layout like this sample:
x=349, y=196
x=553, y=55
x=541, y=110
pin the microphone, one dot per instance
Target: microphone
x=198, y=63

# About this task
Reproduce the material above in full, word for word.

# The completed task
layout like this sample:
x=349, y=196
x=553, y=55
x=541, y=110
pin the microphone, one dot per instance
Target: microphone
x=198, y=63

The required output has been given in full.